# STATED TASK
Give the data below again, word for word.

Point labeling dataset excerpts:
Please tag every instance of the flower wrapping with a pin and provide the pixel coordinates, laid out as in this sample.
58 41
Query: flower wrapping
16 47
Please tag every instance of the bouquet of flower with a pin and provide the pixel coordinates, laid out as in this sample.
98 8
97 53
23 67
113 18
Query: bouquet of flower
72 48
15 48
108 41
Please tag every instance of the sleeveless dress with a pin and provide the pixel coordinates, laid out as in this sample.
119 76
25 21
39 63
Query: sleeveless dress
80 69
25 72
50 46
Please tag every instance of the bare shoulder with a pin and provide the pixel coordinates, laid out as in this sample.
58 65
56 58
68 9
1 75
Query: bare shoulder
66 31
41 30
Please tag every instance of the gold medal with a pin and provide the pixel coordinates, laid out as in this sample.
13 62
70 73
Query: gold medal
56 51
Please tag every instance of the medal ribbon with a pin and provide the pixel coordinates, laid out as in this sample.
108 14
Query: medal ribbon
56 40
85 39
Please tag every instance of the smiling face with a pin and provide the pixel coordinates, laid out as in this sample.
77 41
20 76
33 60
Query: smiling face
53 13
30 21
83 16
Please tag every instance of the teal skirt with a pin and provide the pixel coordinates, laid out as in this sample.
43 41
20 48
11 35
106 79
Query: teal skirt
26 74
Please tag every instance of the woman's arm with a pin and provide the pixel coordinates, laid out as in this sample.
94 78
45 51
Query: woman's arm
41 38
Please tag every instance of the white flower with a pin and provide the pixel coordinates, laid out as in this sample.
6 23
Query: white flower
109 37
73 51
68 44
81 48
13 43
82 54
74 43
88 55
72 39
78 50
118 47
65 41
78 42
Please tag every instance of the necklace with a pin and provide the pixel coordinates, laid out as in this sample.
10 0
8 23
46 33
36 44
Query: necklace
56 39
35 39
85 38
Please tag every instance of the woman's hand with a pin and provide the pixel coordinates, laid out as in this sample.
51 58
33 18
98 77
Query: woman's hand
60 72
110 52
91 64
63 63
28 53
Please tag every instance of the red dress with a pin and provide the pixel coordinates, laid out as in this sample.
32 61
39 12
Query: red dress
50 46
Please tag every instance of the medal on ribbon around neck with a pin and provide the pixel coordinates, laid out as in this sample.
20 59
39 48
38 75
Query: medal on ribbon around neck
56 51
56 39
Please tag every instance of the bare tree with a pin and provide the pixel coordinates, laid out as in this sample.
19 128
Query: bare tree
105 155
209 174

# REPLY TO THE EXERCISE
Please tag every instance of the flower wrapping with a pin and provide the pixel coordinates, laid out as in this sample.
58 41
Query: flower wrapping
16 47
Please tag every instance of the bouquet of flower with a pin and provide the pixel coordinates, laid out as in this sample.
98 8
97 53
23 67
113 18
Query: bouquet of flower
72 48
15 48
108 41
Please tag every instance of the sleeveless dress with a pin and provide the pixel coordinates, laid out as in this sample.
119 76
25 21
39 63
Query: sleeveless dress
80 69
25 72
50 46
Please tag every instance of the bare shoulder with a pin and provide the pixel coordinates, laid out as in this sample.
58 65
56 58
68 9
1 75
Query: bare shoulder
66 31
41 30
Please tag every instance of the gold medal with a pin and provide the pixel coordinates, laid out as in this sample.
13 62
70 73
Query: gold medal
56 51
Please tag every instance of the medal ribbon with a pin and provide the pixel coordinates, laid out as in this sample.
108 14
Query: medal ribbon
56 40
85 39
Please tag every instance of the smiling face with a pin and provide the pixel coordinates, laid out as in this sample.
77 41
20 76
33 60
Query: smiling face
53 13
30 21
83 16
Please tag every instance of the teal skirt with a pin and provide the pixel coordinates, laid out as in this sample.
43 41
20 48
11 35
106 79
Query: teal skirt
26 74
Please tag every instance of the woman's arm with a pin and provide the pixel coordinates, laid out as in this sample.
94 78
45 51
Query: woman's arm
41 38
Please tag every instance of the white flower with a pin and provide the pixel coordinates, laid out as in this sample.
6 23
Query: white flower
109 37
73 51
68 44
81 48
13 43
82 54
74 43
88 55
72 39
78 50
118 47
65 41
78 42
Please tag every instance of the necklace with a pin and provide the pixel coordinates, laid out as in this sample.
10 0
8 23
46 33
36 44
Query: necklace
56 39
35 39
85 38
Please tag every instance of the woman's hand with a pin and provide the pixel coordinates, laid out as in this sample.
51 58
33 18
98 77
Query: woman's hand
60 72
110 52
91 64
63 63
28 53
Please tag every instance of the red dress with a pin and provide the pixel coordinates, laid out as in this sample.
32 61
39 12
Query: red dress
50 46
Please tag every instance of the medal on ribbon around neck with a pin and provide the pixel coordinates, laid out as in this sample.
20 59
39 48
38 75
Query: medal on ribbon around neck
56 51
56 39
Please tag every instance of the bare tree with a pin and provide the pixel coordinates, laid out as in this sample.
19 128
Query: bare tree
105 155
209 174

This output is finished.